[Box annotations for photos]
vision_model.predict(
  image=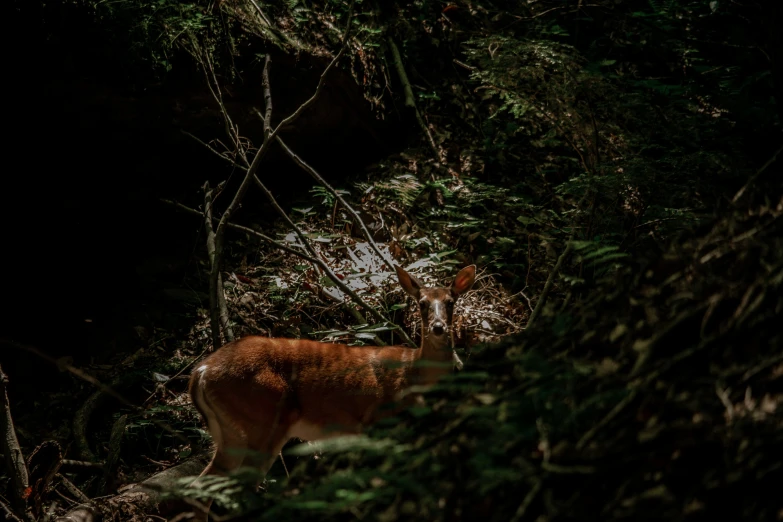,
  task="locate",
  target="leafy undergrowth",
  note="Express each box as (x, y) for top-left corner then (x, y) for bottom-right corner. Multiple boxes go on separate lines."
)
(199, 193), (783, 521)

YOUR GOAL: Return every line of the records that contains the word "right", matching case exactly.

RESULT OF THE TASK:
  note="Express each box as (x, y) for top-left corner then (x, y) for bottom-right corner. Multiple boxes go on separate lines."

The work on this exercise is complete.